GIVEN INFORMATION |

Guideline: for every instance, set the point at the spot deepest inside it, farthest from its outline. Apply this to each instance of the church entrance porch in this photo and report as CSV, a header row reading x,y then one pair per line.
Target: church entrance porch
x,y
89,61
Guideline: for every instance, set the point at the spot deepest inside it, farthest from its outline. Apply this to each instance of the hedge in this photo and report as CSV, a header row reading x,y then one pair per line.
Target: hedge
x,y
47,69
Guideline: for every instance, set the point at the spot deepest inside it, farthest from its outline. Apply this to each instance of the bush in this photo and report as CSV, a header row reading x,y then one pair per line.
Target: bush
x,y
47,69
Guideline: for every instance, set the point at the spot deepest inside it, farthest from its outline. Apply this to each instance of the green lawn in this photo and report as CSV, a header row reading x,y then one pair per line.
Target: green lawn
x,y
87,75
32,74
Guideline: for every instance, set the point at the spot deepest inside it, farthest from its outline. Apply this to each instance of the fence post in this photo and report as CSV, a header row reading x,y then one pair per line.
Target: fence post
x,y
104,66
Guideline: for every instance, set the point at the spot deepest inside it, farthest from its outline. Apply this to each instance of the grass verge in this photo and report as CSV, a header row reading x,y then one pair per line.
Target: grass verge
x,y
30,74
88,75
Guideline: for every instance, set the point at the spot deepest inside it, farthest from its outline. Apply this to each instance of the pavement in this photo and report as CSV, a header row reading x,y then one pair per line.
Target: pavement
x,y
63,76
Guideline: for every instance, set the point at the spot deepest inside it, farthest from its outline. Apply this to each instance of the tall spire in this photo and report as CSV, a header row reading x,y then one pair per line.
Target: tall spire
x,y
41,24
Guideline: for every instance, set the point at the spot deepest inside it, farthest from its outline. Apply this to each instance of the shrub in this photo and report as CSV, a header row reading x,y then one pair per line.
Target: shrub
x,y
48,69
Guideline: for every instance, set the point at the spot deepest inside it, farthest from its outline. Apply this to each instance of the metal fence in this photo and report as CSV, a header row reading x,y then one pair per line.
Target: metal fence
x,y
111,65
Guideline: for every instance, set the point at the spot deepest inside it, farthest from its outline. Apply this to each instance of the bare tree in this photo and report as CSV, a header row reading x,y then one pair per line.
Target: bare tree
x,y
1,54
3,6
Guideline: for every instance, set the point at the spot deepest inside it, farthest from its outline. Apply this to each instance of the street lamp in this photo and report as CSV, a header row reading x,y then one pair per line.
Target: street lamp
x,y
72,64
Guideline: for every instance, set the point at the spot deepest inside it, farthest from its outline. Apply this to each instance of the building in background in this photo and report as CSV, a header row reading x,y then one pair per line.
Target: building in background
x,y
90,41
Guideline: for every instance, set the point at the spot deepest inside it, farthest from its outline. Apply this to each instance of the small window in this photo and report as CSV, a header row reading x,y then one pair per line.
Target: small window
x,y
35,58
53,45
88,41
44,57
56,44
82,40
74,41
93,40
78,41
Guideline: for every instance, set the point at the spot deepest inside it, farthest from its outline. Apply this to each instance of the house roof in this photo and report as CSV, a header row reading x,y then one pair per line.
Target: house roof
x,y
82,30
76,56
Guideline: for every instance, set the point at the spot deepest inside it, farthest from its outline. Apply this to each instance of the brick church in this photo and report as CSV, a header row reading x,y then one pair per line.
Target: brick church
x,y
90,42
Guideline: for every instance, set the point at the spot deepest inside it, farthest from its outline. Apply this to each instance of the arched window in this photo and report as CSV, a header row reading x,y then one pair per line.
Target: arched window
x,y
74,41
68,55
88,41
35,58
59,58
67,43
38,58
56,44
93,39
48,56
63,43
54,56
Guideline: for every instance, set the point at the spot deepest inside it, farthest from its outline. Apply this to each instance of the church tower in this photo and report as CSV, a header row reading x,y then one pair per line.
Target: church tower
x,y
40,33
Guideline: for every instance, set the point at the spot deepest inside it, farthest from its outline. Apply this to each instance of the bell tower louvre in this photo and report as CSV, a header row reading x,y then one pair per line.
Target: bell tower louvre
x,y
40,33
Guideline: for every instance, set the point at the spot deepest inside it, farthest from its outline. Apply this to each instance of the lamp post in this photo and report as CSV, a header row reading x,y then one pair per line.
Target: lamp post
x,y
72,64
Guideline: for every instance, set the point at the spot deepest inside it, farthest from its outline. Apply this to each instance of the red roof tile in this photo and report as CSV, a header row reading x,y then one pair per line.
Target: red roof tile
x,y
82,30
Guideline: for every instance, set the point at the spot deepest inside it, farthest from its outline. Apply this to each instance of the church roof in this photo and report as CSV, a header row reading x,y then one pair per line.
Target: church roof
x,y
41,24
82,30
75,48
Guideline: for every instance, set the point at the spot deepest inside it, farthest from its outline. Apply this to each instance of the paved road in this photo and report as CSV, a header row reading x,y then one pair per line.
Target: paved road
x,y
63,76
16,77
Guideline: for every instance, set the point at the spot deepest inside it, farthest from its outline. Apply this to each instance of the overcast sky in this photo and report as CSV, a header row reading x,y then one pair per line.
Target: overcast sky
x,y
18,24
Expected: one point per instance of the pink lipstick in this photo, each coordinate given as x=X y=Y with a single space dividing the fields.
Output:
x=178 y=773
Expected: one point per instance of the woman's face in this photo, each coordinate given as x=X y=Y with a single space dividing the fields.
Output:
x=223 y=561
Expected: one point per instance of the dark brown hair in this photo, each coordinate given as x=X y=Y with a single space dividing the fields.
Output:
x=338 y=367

EXERCISE TASK |
In full and verbatim, repeat the records given above.

SOLUTION FOR THIS EXERCISE |
Guideline: for every instance, set the point at the spot deepest inside it, farthest from its outline. Apply this to each instance of the church entrance porch in this photo and report as CSV, a header row reading x,y then one pair per line.
Target: church entrance porch
x,y
89,61
Guideline: for every instance, set the point at the spot deepest inside it, farthest from its outline. Apply this to each instance of the hedge in this photo and report as CSV, a header row reading x,y then one pair per line.
Target: hedge
x,y
47,69
Guideline: for every instance, set the point at the spot deepest inside it, farthest from its outline. Apply this to each instance of the bush in this photo and report as CSV, a header row reading x,y then one pair per line.
Target: bush
x,y
47,69
Guideline: for every instance, set the point at the spot deepest inside it, farthest from its outline. Apply this to each instance of the green lawn in this photo and report as CSV, a header row reading x,y then one pair per line.
Target: green lawn
x,y
87,75
32,74
Guideline: for every instance, set the point at the spot deepest inside it, farthest from its outline. Apply this to each instance of the fence post in this photo and report as CSV, a header row reading x,y then one pair per line.
Target: fence post
x,y
104,66
Guideline: for every instance, set the point at the spot deepest inside it, farthest from its outline. Apply this to each instance of the grass verge in this photo and report as CSV, a header row reading x,y then one pair per line.
Target: grass verge
x,y
30,74
88,75
Guideline: for every instance, set the point at the spot deepest inside it, farthest from its outline. Apply this to each instance of the pavement in this photo and report as CSV, a header row reading x,y then one pair per line.
Target: pavement
x,y
63,76
Guideline: for every instance, set the point at the spot deepest inside it, farthest from its outline. Apply this to each instance of the tall spire in this photo and report as CSV, a header row reading x,y then one pair per line.
Target: tall spire
x,y
41,24
Guideline: for every instance, set the point at the spot deepest inside it, farthest from its outline. Apply this to each instance of the shrub in this photo and report as CSV, a header row reading x,y then one pair per line.
Target: shrub
x,y
48,69
Guideline: for every instance, set the point at the spot deepest inside it, farthest from its outline. Apply this to each instance of the metal fence in this photo and report as CSV, a header row reading x,y then one pair per line.
Target: metal fence
x,y
111,65
Guideline: for every instance, set the point at the spot deepest inside it, farthest from its outline. Apply this to each instance of the bare tree in this photo and report as CSV, a header row reading x,y then one pair per line.
Target: bare tree
x,y
1,54
3,6
Guideline: for every instance, set the point at the spot deepest inside it, farthest from its outline. Apply this to each instance of the street lamp in this photo and report as CSV, a header row reading x,y then one pair per line.
Target: street lamp
x,y
72,64
Guideline: for every instance, set the point at the spot deepest inside it, farthest from its outline. Apply this to each instance of the building in background in this photo and report as CSV, a header row reading x,y then one pair per line.
Target: building in background
x,y
90,41
Guideline: for every instance, set the point at the spot deepest inside it, farthest from its outline. Apply this to each instance of the small window in this photo and report as CSV, a header row reading x,y then one pair per line.
Target: small window
x,y
35,58
53,45
88,41
44,57
56,44
82,40
74,41
93,40
78,41
Guideline: for every instance, set the point at the spot deepest inside it, farthest from its outline. Apply this to each instance of the house roof in this photo and report as CSV, a header row reading x,y then one pair per line.
Target: house roof
x,y
82,30
76,56
Guideline: for every instance, set the point at the spot deepest inside it, farthest from its outline. Apply this to each instance of the brick church in this photo and report as CSV, a header row reading x,y then one pair per line.
Target: brick church
x,y
90,42
Guideline: for every instance, set the point at the spot deepest inside it, farthest from its outline. Apply this to each instance of the arched window in this photo and report as CSV, a header row reading x,y then one pair per line.
Target: arched window
x,y
74,41
68,55
88,41
35,58
59,58
67,43
38,58
56,44
93,39
48,56
63,43
54,56
Guideline: for every instance, set the point at the spot deepest inside it, farthest from its outline. Apply this to each instance of the church tower in this photo and report as CSV, a header row reading x,y then one pair per line.
Target: church tower
x,y
40,33
Guideline: for every instance, set the point at the spot deepest inside it, farthest from its outline. Apply this to each instance of the bell tower louvre in this photo and report as CSV, a header row reading x,y then one pair per line.
Target: bell tower louvre
x,y
40,33
Guideline: for every instance, set the point at the spot deepest inside it, farthest from its outline. Apply this to each instance of the lamp post in this photo and report as CSV, a header row reading x,y then one pair per line.
Target: lamp post
x,y
72,64
Guideline: for every instance, set the point at the spot deepest inside it, farthest from its outline. Apply this to each instance of the red roof tile in this photo and report as CSV, a header row reading x,y then one pair per line.
Target: red roof tile
x,y
82,30
Guideline: for every instance, set the point at the spot deepest inside it, farthest from its outline. Apply this to each instance of the church roof in this photo and report as CSV, a header row reading x,y then one pair per line.
Target: church roof
x,y
41,24
82,30
75,48
Guideline: for every instance, set the point at the spot deepest inside it, farthest from its outline. Apply this to each instance of the paved road in this photo and report as CSV, a header row reading x,y then one pair per line.
Target: paved road
x,y
63,76
16,77
Guideline: for every instance, set the point at the spot deepest inside it, farthest from its outline. Apply this to each instance of the overcast sky in this photo and report as CSV, a header row reading x,y then one pair per line.
Target: overcast sky
x,y
18,24
Expected: one point per instance of the pink lipstick in this photo, each coordinate given as x=X y=Y with a single space dividing the fields.
Output:
x=178 y=773
Expected: one point per instance of the woman's face in this photo, each coordinate given as x=X y=Y with a single space dividing the fields.
Output:
x=223 y=561
Expected: one point per instance of the dark brown hair in this photo, each coordinate given as x=X y=Y with a single space dividing the fields.
Output:
x=338 y=367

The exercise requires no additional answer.